**Goal of the exercise:** Whenever "sign" occurs in a line of the material, list that line.

───── Given data ─────

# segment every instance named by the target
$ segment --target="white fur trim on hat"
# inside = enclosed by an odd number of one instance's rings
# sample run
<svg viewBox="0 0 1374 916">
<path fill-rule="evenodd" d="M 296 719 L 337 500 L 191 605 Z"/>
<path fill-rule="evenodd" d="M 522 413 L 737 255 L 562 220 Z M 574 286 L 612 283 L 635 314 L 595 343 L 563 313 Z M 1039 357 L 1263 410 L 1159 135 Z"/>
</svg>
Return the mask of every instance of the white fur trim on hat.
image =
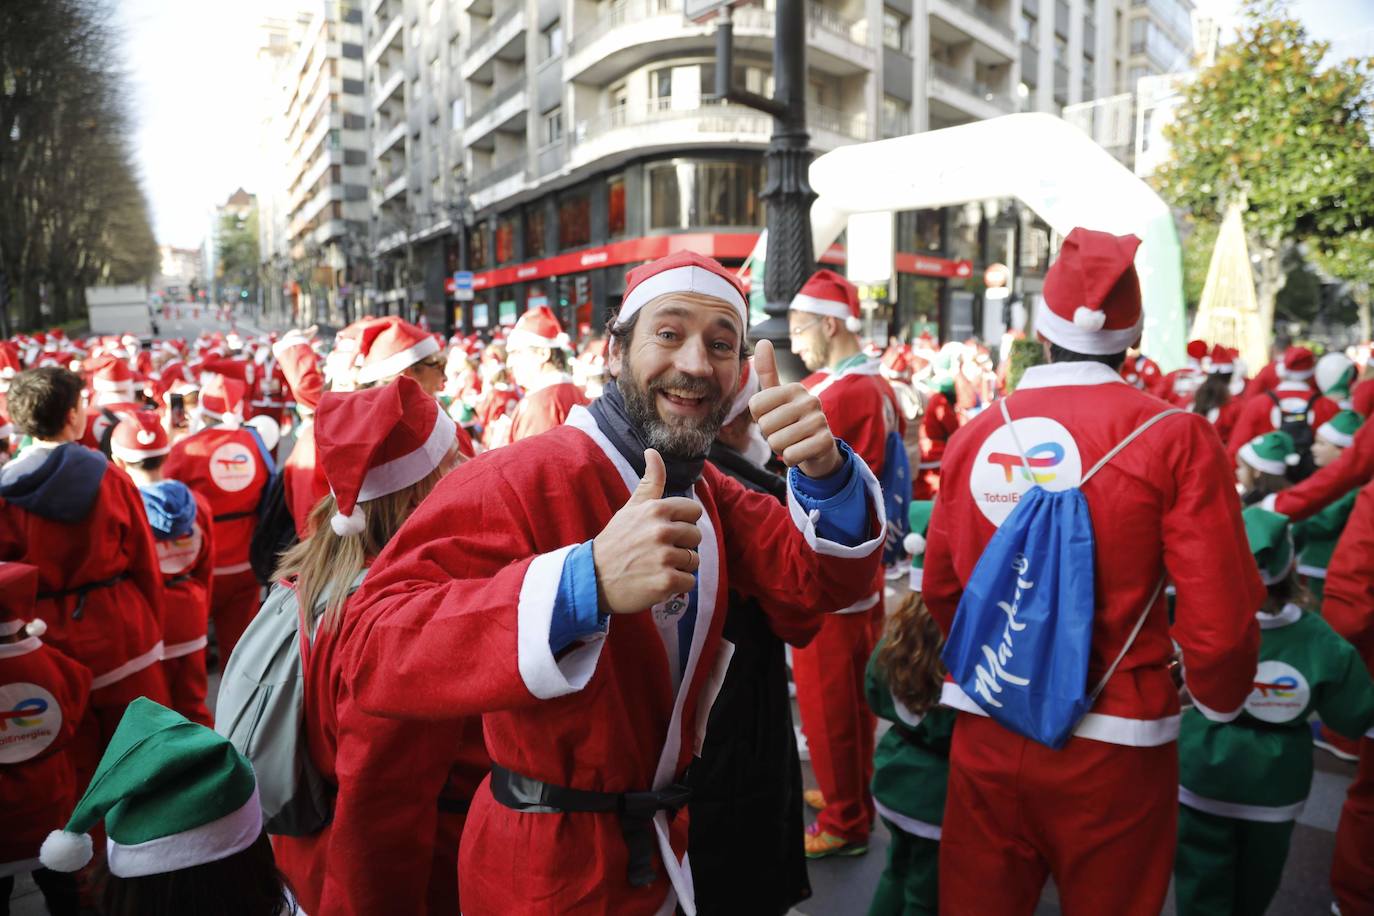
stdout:
<svg viewBox="0 0 1374 916">
<path fill-rule="evenodd" d="M 1317 427 L 1317 438 L 1325 439 L 1327 442 L 1339 446 L 1340 448 L 1350 448 L 1350 446 L 1355 444 L 1354 436 L 1349 433 L 1341 432 L 1330 420 L 1327 420 L 1321 426 Z"/>
<path fill-rule="evenodd" d="M 39 847 L 38 861 L 53 871 L 74 872 L 85 868 L 93 855 L 90 834 L 54 830 Z"/>
<path fill-rule="evenodd" d="M 103 378 L 101 378 L 100 376 L 96 376 L 95 378 L 91 379 L 91 390 L 92 390 L 92 391 L 133 391 L 133 390 L 134 390 L 134 380 L 131 379 L 131 378 L 129 378 L 129 379 L 124 379 L 123 381 L 119 381 L 119 382 L 112 382 L 112 381 L 110 381 L 109 379 L 103 379 Z"/>
<path fill-rule="evenodd" d="M 120 461 L 133 462 L 143 461 L 145 458 L 157 458 L 160 455 L 166 455 L 171 450 L 170 445 L 164 445 L 162 448 L 126 448 L 118 442 L 110 442 L 110 453 Z"/>
<path fill-rule="evenodd" d="M 902 547 L 906 548 L 906 552 L 913 557 L 919 557 L 926 552 L 926 539 L 913 531 L 902 540 Z"/>
<path fill-rule="evenodd" d="M 1290 465 L 1296 465 L 1302 460 L 1297 455 L 1288 455 L 1283 461 L 1271 461 L 1268 458 L 1261 458 L 1259 452 L 1255 451 L 1254 442 L 1247 442 L 1242 445 L 1240 450 L 1236 452 L 1236 456 L 1257 471 L 1263 471 L 1266 474 L 1275 474 L 1279 477 L 1288 473 Z"/>
<path fill-rule="evenodd" d="M 1090 309 L 1080 305 L 1073 310 L 1073 323 L 1085 331 L 1100 331 L 1107 324 L 1107 313 L 1101 309 Z"/>
<path fill-rule="evenodd" d="M 253 794 L 238 810 L 208 824 L 131 846 L 107 838 L 105 848 L 111 874 L 139 878 L 227 859 L 252 846 L 261 834 L 262 801 L 254 785 Z"/>
<path fill-rule="evenodd" d="M 1082 308 L 1079 306 L 1079 309 Z M 1103 321 L 1106 321 L 1104 312 L 1097 314 L 1104 315 Z M 1106 356 L 1127 349 L 1140 338 L 1140 330 L 1144 326 L 1145 313 L 1141 312 L 1140 318 L 1129 328 L 1089 330 L 1076 321 L 1056 315 L 1044 299 L 1040 300 L 1040 307 L 1035 313 L 1035 330 L 1050 343 L 1056 343 L 1075 353 L 1093 356 Z"/>
<path fill-rule="evenodd" d="M 815 296 L 808 296 L 805 293 L 797 293 L 792 297 L 792 302 L 787 306 L 794 312 L 806 312 L 811 315 L 826 315 L 830 318 L 853 318 L 854 314 L 849 311 L 849 303 L 836 302 L 833 299 L 817 299 Z"/>
<path fill-rule="evenodd" d="M 749 303 L 739 289 L 720 274 L 692 264 L 665 270 L 640 282 L 621 303 L 615 323 L 625 324 L 644 306 L 668 293 L 700 293 L 719 299 L 734 307 L 746 327 L 749 324 Z"/>
<path fill-rule="evenodd" d="M 419 483 L 444 460 L 457 437 L 458 427 L 453 420 L 443 410 L 437 411 L 434 428 L 424 445 L 368 470 L 358 488 L 358 502 L 365 503 Z"/>
<path fill-rule="evenodd" d="M 362 534 L 367 529 L 367 516 L 363 513 L 362 506 L 354 506 L 348 515 L 335 512 L 330 516 L 329 527 L 341 538 L 346 538 L 350 534 Z"/>
<path fill-rule="evenodd" d="M 42 617 L 35 617 L 24 624 L 24 632 L 30 636 L 42 636 L 48 632 L 48 622 Z"/>
<path fill-rule="evenodd" d="M 522 328 L 516 328 L 510 332 L 506 338 L 506 350 L 519 350 L 526 347 L 543 347 L 548 350 L 569 350 L 572 349 L 572 341 L 568 339 L 567 332 L 560 331 L 557 337 L 540 337 Z"/>
<path fill-rule="evenodd" d="M 358 384 L 369 385 L 384 378 L 400 375 L 411 366 L 439 352 L 439 341 L 426 334 L 410 347 L 393 353 L 380 362 L 370 363 L 358 370 Z"/>
</svg>

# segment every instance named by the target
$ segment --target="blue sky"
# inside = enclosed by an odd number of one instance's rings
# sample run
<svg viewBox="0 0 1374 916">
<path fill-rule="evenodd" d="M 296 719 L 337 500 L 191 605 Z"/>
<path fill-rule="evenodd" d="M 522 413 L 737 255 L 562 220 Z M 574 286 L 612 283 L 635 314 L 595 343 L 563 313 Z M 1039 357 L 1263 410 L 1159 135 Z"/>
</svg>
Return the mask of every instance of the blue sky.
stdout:
<svg viewBox="0 0 1374 916">
<path fill-rule="evenodd" d="M 1199 0 L 1225 21 L 1236 0 Z M 135 151 L 158 240 L 194 247 L 210 209 L 257 189 L 258 25 L 308 2 L 115 0 L 130 75 Z M 1374 0 L 1295 0 L 1312 34 L 1340 56 L 1374 56 Z M 1229 31 L 1224 37 L 1229 37 Z"/>
</svg>

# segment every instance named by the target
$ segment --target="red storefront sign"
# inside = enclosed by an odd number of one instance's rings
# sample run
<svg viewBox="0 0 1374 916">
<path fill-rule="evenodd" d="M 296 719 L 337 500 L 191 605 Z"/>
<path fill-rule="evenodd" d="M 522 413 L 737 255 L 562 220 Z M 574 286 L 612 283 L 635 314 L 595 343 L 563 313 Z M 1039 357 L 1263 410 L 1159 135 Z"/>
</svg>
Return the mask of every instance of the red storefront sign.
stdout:
<svg viewBox="0 0 1374 916">
<path fill-rule="evenodd" d="M 473 289 L 492 289 L 541 280 L 545 277 L 561 277 L 566 274 L 596 270 L 618 264 L 639 264 L 652 261 L 675 251 L 696 251 L 719 260 L 742 261 L 754 250 L 758 235 L 752 232 L 687 233 L 682 235 L 650 235 L 637 239 L 612 242 L 597 248 L 574 251 L 569 254 L 554 255 L 511 267 L 498 267 L 474 274 Z M 831 245 L 821 255 L 821 263 L 843 265 L 845 251 L 841 245 Z M 969 277 L 973 274 L 973 262 L 951 261 L 931 255 L 897 252 L 896 268 L 898 273 L 919 274 L 925 277 Z M 452 294 L 453 278 L 444 281 L 444 289 Z"/>
</svg>

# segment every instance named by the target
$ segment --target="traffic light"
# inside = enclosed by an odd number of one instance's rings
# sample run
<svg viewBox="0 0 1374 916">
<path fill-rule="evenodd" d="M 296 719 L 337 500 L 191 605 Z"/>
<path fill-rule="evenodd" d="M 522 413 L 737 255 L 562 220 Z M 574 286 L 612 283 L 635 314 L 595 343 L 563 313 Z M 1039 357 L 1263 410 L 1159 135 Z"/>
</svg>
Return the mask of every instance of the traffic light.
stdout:
<svg viewBox="0 0 1374 916">
<path fill-rule="evenodd" d="M 570 297 L 571 295 L 572 295 L 572 278 L 571 278 L 571 277 L 559 277 L 559 278 L 558 278 L 558 306 L 559 306 L 559 308 L 567 308 L 567 306 L 568 306 L 568 299 L 569 299 L 569 297 Z"/>
<path fill-rule="evenodd" d="M 592 301 L 592 278 L 587 274 L 578 274 L 573 279 L 573 302 L 578 305 L 586 305 Z"/>
</svg>

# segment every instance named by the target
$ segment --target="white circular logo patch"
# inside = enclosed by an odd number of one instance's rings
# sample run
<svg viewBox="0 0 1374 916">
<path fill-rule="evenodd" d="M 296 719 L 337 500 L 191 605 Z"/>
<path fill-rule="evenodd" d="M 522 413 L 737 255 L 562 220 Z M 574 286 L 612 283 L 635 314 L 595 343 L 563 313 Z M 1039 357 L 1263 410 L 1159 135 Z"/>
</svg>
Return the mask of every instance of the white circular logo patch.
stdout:
<svg viewBox="0 0 1374 916">
<path fill-rule="evenodd" d="M 968 478 L 974 503 L 998 526 L 1011 515 L 1032 483 L 1057 491 L 1076 487 L 1083 479 L 1078 445 L 1061 424 L 1049 417 L 1022 417 L 1013 420 L 1012 426 L 1016 428 L 1015 439 L 1012 427 L 1003 423 L 983 440 Z M 1017 440 L 1026 450 L 1024 463 Z"/>
<path fill-rule="evenodd" d="M 1302 715 L 1311 698 L 1312 688 L 1297 668 L 1284 662 L 1260 662 L 1245 711 L 1263 722 L 1291 722 Z"/>
<path fill-rule="evenodd" d="M 200 545 L 204 543 L 200 526 L 195 525 L 191 528 L 191 533 L 184 538 L 176 538 L 170 541 L 158 541 L 157 565 L 162 570 L 164 576 L 179 576 L 191 565 L 196 562 L 196 557 L 200 556 Z"/>
<path fill-rule="evenodd" d="M 226 442 L 210 455 L 210 479 L 228 493 L 248 489 L 257 473 L 252 450 L 238 442 Z"/>
<path fill-rule="evenodd" d="M 0 764 L 38 756 L 62 730 L 62 707 L 37 684 L 0 684 Z"/>
</svg>

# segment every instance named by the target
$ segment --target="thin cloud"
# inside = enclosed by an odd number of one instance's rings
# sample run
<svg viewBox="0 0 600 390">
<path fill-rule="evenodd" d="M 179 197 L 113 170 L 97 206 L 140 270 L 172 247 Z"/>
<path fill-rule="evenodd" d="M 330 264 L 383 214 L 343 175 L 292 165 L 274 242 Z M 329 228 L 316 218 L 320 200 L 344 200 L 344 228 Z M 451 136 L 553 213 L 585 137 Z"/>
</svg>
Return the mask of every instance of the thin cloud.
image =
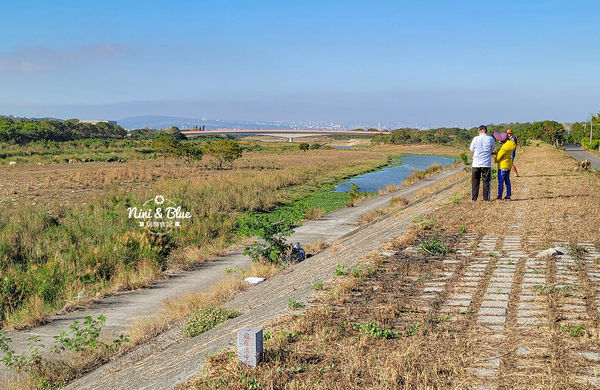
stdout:
<svg viewBox="0 0 600 390">
<path fill-rule="evenodd" d="M 81 64 L 87 61 L 106 61 L 130 52 L 124 45 L 102 43 L 67 49 L 42 46 L 24 46 L 11 52 L 0 53 L 0 72 L 37 73 Z"/>
</svg>

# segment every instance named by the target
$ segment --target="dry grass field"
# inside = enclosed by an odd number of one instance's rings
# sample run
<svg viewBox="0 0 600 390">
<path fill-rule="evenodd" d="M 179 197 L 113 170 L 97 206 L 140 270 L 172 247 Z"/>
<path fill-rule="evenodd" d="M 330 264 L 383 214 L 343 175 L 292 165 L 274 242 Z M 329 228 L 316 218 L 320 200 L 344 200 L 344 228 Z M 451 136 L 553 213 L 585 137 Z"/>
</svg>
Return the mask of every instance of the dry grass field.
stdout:
<svg viewBox="0 0 600 390">
<path fill-rule="evenodd" d="M 473 203 L 465 187 L 394 255 L 274 321 L 257 369 L 224 352 L 187 388 L 598 388 L 600 178 L 548 145 L 517 156 L 512 201 Z"/>
<path fill-rule="evenodd" d="M 189 166 L 142 159 L 0 167 L 4 326 L 35 325 L 71 302 L 145 287 L 165 270 L 192 267 L 239 242 L 236 222 L 247 211 L 318 198 L 328 186 L 403 152 L 436 152 L 433 146 L 300 151 L 287 143 L 242 144 L 243 157 L 223 170 L 213 169 L 208 156 Z M 127 207 L 156 194 L 192 213 L 185 229 L 157 239 L 131 223 Z M 306 206 L 306 218 L 343 205 L 345 194 L 338 195 Z"/>
</svg>

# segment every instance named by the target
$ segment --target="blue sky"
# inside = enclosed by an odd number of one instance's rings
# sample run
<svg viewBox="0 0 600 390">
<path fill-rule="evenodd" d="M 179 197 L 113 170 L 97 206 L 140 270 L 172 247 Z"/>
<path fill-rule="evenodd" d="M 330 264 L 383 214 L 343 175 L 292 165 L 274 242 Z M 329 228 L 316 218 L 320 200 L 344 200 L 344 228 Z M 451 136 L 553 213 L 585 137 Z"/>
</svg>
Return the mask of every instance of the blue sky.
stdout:
<svg viewBox="0 0 600 390">
<path fill-rule="evenodd" d="M 3 4 L 0 114 L 472 126 L 600 110 L 593 1 Z"/>
</svg>

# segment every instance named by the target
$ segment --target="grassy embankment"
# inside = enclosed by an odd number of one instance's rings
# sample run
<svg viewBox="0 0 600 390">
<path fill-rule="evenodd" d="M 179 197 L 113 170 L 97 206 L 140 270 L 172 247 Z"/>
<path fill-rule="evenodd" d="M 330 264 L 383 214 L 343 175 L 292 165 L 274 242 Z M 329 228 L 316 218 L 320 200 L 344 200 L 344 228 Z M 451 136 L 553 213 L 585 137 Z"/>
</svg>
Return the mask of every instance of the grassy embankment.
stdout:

─────

**Answer below:**
$ segment --target="red storefront sign"
Return the mask of every instance of the red storefront sign.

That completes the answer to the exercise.